+++ Listed entries

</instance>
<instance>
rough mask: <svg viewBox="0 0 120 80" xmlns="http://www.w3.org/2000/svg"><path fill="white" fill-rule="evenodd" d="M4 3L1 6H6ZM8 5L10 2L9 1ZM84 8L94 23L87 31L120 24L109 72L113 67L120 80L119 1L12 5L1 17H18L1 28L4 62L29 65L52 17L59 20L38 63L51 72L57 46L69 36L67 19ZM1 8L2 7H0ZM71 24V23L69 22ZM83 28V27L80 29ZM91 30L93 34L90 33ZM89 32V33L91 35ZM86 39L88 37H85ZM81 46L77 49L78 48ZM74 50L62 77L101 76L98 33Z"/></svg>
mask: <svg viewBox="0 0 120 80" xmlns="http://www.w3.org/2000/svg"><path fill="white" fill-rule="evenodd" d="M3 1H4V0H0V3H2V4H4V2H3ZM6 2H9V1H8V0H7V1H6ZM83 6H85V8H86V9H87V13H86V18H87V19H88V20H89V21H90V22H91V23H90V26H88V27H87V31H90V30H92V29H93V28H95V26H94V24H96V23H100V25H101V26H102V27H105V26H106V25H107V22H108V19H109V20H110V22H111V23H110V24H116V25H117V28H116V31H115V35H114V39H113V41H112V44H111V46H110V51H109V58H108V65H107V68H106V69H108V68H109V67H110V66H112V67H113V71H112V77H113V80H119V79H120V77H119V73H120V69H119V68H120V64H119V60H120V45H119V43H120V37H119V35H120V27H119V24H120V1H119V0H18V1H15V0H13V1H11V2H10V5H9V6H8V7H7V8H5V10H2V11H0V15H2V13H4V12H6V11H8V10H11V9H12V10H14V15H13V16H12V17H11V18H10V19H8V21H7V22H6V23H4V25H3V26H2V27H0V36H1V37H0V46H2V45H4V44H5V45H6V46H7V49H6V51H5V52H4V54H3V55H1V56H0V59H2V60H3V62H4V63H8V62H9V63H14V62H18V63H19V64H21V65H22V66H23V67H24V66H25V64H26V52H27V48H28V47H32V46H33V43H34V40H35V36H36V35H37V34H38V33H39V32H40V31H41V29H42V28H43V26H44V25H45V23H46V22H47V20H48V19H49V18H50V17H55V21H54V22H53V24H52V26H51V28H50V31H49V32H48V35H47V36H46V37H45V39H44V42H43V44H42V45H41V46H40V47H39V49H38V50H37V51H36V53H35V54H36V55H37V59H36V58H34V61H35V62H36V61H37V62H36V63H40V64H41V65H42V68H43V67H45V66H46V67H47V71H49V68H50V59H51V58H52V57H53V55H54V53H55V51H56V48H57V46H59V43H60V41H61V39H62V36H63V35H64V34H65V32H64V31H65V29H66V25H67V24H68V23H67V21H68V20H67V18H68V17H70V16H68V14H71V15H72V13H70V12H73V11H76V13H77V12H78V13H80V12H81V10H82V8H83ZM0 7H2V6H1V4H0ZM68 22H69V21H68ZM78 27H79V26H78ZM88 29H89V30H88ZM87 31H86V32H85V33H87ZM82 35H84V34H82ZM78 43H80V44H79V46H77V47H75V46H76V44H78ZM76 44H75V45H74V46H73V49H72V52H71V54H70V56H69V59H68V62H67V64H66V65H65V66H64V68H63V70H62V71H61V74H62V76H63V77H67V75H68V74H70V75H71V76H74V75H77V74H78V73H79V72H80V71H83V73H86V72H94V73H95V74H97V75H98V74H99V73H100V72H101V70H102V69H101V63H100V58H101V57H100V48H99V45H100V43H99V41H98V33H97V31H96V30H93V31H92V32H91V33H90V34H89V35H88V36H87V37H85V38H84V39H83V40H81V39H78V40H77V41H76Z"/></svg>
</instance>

++++++

▸ **Task requirements**
Return all of the data above line for line, without changing any character.

▸ **Result**
</instance>
<instance>
rough mask: <svg viewBox="0 0 120 80" xmlns="http://www.w3.org/2000/svg"><path fill="white" fill-rule="evenodd" d="M4 3L1 6H6ZM8 5L10 2L9 1ZM84 8L94 23L87 31L120 24L109 72L113 67L120 80L119 1L12 5L1 17H18L1 28L4 62L29 65L52 17L59 20L38 63L51 72L57 46L69 36L67 19ZM1 8L2 7H0ZM71 24V23L69 22ZM83 28V27L80 29ZM91 30L93 34L90 33ZM89 32V33L91 35ZM86 39L88 37H85ZM81 46L77 49L78 48ZM74 50L62 77L101 76L98 33Z"/></svg>
mask: <svg viewBox="0 0 120 80" xmlns="http://www.w3.org/2000/svg"><path fill="white" fill-rule="evenodd" d="M3 1H4V0H0V3H2V4H4V2H3ZM6 2H9V1H8V0H7V1H6ZM83 6H85V8H86V9H87V13H86V18H87V19H88V20H89V21H90V22H91V23H90V26H88V27H87V31H90V30H92V29H93V28H95V26H94V24H96V23H100V25H101V26H102V27H105V26H106V25H107V22H108V19H109V20H110V22H111V23H110V24H116V25H117V28H116V31H115V35H114V39H113V41H112V44H111V46H110V51H109V58H108V65H107V68H106V69H108V68H109V67H110V66H112V67H113V71H112V77H113V80H119V79H120V77H119V73H120V69H119V68H120V64H119V60H120V45H119V43H120V37H119V35H120V27H119V24H120V1H119V0H18V1H15V0H13V1H11V2H10V5H9V6H8V7H7V8H5V10H2V11H0V15H2V13H4V12H6V11H8V10H11V9H12V10H14V15H13V16H12V17H11V18H10V19H8V21H7V22H6V23H4V25H3V26H2V27H0V36H1V37H0V46H2V45H4V44H5V45H6V46H7V49H6V51H5V52H4V54H3V55H1V56H0V59H2V60H3V62H4V63H8V62H9V63H14V62H18V63H19V64H21V65H22V66H23V67H24V66H25V64H26V52H27V48H28V47H32V46H33V43H34V40H35V36H36V35H37V34H38V33H39V32H40V31H41V29H42V28H43V26H44V25H45V23H46V22H47V20H48V19H49V18H50V17H55V21H54V22H53V24H52V26H51V28H50V31H49V32H48V35H47V36H46V37H45V39H44V42H43V44H42V45H41V46H40V47H39V49H38V50H37V51H36V53H35V54H36V55H37V59H36V58H34V61H35V62H36V61H37V62H36V63H40V64H41V65H42V68H43V67H45V66H46V67H47V71H49V68H50V59H51V58H52V57H53V55H54V53H55V51H56V48H57V46H59V43H60V41H61V39H62V36H63V35H64V34H65V32H64V31H65V29H66V25H67V24H68V23H67V21H68V20H67V18H68V17H70V16H68V14H71V15H72V13H70V12H73V11H76V13H77V12H78V13H80V12H81V10H82V8H83ZM0 7H2V6H1V4H0ZM68 22H69V21H68ZM78 27H79V26H78ZM88 29H89V30H88ZM87 31H86V32H85V33H87ZM82 35H84V34H82ZM78 43H80V44H79V46H77V47H75V46H76V44H78ZM76 44H75V45H74V46H73V49H72V52H71V54H70V56H69V59H68V62H67V64H66V65H65V66H64V68H63V70H62V71H61V74H62V76H63V77H67V75H68V74H70V75H71V76H74V75H77V74H78V73H79V72H80V71H83V73H86V72H94V73H95V74H97V75H98V74H99V73H100V72H101V70H102V69H101V63H100V58H101V57H100V48H99V45H100V43H99V41H98V33H97V31H96V30H93V31H92V32H91V33H90V34H89V35H88V36H87V37H85V38H84V39H83V40H81V39H78V40H77V41H76Z"/></svg>
</instance>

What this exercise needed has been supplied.